> Stated problem
List every line in the entries below that contains the word "white".

> Records provided

• • • • •

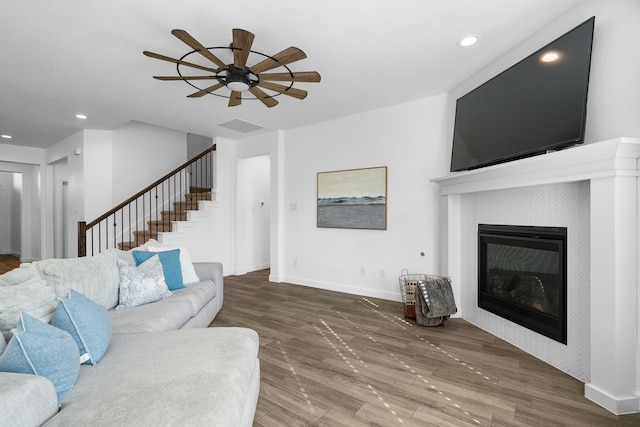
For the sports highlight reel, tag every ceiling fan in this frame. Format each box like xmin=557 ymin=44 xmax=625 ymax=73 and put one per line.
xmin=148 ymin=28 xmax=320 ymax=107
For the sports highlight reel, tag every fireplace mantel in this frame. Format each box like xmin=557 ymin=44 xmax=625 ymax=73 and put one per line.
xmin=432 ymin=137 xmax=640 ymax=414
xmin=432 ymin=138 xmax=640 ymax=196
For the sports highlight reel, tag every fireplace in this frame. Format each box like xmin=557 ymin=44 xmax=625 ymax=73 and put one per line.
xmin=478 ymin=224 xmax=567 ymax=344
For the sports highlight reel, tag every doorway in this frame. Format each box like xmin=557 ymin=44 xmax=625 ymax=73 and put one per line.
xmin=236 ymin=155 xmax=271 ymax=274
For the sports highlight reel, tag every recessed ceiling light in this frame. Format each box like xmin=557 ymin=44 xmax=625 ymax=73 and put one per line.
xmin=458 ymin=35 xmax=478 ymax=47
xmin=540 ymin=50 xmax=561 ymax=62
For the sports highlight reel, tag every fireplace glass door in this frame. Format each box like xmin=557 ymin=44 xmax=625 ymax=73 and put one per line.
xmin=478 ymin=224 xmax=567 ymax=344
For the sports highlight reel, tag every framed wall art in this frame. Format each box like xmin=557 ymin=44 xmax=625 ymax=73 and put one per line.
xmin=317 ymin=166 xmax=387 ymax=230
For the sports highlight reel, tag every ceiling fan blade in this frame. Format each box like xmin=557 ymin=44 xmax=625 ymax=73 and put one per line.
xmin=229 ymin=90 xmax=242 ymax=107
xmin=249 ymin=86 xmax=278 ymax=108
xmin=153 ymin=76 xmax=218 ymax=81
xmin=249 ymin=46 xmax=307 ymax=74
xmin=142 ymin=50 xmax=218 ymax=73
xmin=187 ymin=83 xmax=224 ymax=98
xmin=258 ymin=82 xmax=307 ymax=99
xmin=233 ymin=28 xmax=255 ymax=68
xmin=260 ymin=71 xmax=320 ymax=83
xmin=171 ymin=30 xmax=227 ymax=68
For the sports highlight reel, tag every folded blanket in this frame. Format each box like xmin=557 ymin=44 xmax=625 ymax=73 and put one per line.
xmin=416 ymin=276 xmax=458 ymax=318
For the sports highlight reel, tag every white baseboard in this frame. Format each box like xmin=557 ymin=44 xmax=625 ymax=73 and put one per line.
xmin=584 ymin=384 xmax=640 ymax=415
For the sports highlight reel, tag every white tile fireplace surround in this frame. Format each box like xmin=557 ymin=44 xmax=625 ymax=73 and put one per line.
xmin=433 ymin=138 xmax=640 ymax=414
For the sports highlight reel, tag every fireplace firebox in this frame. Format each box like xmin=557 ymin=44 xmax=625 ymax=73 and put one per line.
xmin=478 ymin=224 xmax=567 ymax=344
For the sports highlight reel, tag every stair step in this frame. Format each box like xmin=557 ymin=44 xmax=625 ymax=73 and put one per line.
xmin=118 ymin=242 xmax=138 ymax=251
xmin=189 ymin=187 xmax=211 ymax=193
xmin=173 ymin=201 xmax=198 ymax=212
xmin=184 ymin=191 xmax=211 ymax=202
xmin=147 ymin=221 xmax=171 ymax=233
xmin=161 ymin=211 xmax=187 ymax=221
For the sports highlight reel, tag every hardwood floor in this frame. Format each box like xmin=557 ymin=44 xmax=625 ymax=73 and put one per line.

• • • • •

> Result of this exercise
For the sports highlight reel, tag every white baseboard in this frame. Format each box like xmin=557 ymin=44 xmax=625 ymax=73 and put one per line.
For the sports highlight reel, tag every white tile fireplace surround in this frame. Format each box like xmin=557 ymin=44 xmax=625 ymax=73 and put one per line.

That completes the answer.